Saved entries
::::::::::
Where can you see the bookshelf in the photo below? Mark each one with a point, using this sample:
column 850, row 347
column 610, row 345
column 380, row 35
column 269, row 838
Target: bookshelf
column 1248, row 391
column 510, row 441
::::::::::
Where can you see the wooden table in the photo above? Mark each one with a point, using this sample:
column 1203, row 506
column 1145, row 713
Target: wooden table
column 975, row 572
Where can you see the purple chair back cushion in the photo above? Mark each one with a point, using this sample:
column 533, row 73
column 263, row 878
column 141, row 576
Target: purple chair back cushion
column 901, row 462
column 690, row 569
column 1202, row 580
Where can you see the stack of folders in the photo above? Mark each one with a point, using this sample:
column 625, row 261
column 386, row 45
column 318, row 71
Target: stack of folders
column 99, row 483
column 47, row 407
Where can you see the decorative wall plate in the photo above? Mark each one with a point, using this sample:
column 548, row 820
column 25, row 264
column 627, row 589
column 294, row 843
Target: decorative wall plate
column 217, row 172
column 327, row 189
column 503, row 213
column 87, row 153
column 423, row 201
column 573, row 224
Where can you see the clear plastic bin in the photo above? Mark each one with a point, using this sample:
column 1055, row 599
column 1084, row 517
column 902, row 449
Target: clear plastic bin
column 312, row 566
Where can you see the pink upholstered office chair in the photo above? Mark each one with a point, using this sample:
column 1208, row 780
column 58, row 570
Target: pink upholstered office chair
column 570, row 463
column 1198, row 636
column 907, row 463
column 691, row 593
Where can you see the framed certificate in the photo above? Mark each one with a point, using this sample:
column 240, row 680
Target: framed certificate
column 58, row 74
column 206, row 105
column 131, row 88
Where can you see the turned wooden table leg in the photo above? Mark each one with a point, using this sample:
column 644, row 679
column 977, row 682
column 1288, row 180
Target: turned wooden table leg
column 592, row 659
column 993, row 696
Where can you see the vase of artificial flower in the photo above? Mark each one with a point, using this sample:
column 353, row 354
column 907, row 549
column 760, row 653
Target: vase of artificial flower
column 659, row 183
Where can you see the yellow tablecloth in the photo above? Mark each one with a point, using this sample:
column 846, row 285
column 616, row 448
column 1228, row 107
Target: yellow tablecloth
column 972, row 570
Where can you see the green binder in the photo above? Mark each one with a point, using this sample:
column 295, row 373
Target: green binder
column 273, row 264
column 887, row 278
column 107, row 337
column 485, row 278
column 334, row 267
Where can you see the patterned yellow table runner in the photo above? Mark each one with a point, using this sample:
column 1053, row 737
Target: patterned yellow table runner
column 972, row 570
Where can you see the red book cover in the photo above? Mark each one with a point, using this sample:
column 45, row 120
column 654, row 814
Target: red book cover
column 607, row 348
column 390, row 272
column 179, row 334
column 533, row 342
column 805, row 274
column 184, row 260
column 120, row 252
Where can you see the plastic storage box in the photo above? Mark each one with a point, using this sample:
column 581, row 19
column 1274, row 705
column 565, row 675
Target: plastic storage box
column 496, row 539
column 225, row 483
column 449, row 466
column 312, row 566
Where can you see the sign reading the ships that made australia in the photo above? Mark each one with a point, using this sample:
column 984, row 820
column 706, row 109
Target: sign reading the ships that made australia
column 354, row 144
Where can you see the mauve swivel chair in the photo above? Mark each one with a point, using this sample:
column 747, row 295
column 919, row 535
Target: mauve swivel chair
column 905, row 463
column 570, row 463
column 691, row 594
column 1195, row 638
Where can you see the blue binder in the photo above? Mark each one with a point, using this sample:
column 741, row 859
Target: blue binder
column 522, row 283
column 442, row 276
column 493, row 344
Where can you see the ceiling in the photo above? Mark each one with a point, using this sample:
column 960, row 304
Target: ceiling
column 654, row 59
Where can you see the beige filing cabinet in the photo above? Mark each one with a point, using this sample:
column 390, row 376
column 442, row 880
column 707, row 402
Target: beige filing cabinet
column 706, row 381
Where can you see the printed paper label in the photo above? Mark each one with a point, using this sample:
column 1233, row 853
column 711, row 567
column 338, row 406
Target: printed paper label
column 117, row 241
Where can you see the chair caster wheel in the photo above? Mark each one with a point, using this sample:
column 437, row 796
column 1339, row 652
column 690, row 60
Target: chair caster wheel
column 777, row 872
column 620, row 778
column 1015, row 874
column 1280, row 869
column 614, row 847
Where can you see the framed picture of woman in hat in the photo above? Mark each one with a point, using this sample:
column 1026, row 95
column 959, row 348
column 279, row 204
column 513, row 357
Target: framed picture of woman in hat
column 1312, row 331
::::::::::
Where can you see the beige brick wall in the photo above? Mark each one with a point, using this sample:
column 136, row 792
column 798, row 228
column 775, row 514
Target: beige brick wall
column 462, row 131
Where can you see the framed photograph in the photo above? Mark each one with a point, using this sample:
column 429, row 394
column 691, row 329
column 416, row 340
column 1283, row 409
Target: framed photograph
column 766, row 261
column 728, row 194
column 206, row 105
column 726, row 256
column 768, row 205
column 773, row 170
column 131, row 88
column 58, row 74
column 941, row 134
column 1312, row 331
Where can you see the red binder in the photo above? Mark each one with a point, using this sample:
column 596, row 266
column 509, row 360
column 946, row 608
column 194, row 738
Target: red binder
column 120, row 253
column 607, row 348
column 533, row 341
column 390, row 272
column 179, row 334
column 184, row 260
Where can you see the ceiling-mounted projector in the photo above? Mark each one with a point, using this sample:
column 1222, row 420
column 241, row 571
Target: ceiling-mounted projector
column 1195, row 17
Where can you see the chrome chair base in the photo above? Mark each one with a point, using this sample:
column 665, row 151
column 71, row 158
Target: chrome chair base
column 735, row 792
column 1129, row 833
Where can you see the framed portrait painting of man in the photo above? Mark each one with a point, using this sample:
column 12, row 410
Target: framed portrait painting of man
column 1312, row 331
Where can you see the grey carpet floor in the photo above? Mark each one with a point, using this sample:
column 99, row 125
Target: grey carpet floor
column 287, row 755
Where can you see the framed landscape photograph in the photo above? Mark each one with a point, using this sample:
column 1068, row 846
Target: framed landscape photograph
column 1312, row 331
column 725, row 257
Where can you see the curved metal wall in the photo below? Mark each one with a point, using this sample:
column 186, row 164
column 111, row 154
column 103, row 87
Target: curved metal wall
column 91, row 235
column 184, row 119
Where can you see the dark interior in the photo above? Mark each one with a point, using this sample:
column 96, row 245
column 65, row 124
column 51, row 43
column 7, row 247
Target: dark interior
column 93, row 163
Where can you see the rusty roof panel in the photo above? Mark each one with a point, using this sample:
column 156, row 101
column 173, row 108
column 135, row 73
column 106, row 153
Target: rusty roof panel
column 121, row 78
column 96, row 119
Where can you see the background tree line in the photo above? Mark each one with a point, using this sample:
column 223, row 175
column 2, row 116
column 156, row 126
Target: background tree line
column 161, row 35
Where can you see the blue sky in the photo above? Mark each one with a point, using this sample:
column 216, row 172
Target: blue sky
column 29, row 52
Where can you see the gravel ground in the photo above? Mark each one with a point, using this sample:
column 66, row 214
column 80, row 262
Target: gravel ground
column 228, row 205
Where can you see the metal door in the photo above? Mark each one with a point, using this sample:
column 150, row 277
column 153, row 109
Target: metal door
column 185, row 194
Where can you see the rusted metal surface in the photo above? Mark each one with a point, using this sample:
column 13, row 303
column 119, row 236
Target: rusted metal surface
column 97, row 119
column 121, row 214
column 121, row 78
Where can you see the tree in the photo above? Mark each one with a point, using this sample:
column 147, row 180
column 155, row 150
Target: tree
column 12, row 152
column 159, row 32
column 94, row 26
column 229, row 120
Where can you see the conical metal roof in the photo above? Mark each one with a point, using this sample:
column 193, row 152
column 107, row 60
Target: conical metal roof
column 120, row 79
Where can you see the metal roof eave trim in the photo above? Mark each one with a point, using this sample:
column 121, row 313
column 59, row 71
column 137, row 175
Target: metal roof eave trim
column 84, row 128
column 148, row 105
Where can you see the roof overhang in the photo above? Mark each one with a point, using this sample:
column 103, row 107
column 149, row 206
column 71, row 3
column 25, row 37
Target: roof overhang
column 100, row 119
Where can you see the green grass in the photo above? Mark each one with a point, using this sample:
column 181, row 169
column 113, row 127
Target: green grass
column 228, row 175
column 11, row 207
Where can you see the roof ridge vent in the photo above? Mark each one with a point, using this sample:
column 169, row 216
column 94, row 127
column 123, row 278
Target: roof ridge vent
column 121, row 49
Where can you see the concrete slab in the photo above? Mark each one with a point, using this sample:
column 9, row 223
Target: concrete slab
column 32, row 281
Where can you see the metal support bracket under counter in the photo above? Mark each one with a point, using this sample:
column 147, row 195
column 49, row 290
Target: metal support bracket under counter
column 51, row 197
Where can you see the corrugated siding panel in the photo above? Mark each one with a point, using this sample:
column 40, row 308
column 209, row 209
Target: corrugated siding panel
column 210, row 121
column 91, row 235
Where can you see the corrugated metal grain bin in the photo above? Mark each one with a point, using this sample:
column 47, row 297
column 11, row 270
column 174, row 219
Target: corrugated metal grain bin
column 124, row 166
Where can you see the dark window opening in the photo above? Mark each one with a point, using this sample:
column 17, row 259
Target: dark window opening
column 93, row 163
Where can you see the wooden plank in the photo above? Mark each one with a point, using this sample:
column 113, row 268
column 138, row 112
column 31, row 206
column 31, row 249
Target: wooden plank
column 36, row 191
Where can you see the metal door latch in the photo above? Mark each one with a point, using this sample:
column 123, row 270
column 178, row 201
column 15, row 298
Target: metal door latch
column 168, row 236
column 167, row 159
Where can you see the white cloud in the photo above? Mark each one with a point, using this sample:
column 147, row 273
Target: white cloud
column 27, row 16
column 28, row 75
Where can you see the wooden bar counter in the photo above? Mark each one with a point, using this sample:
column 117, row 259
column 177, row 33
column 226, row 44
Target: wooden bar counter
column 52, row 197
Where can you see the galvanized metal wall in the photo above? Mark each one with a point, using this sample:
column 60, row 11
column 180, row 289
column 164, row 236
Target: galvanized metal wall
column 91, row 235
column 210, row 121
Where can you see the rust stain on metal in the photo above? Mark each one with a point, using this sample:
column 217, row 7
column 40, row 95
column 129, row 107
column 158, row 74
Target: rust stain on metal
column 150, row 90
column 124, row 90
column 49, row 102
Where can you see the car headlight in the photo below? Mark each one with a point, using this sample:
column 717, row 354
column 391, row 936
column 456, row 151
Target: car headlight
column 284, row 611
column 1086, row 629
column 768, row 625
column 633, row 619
::::::::::
• [Exercise brief] What you give back should be only the lines of the records above, starting at the line with "Where can you see the dark window" and ending at the line with "column 158, row 74", restated word for word.

• [Exercise answer]
Where can you see the dark window opening in the photo above? Mark each one with a point, using this sample:
column 17, row 259
Target: dark window opening
column 93, row 163
Where can you see the wooden plank in the photo above? Mark each one with a point, using this sample:
column 113, row 268
column 138, row 112
column 31, row 206
column 31, row 249
Target: wooden plank
column 36, row 191
Where can you see the metal door latch in the photo above? Mark each one with a point, using this sample:
column 123, row 270
column 178, row 201
column 15, row 298
Target: metal door latch
column 168, row 236
column 167, row 159
Where can you see the white cloud in the photo above? Mark each one with a point, using this sample:
column 147, row 273
Target: white cloud
column 27, row 16
column 28, row 75
Where can you see the wooden bar counter in the photo above? Mark each one with a point, using this sample:
column 117, row 259
column 177, row 33
column 226, row 44
Target: wooden bar counter
column 52, row 197
Where can you see the galvanized metal wall in the photo above? Mark each one with a point, using this sample:
column 60, row 11
column 180, row 289
column 164, row 236
Target: galvanized metal wall
column 91, row 235
column 210, row 121
Where can you see the rust stain on metal in the photo above? Mark each one with a point, using this sample:
column 217, row 7
column 40, row 95
column 129, row 107
column 158, row 74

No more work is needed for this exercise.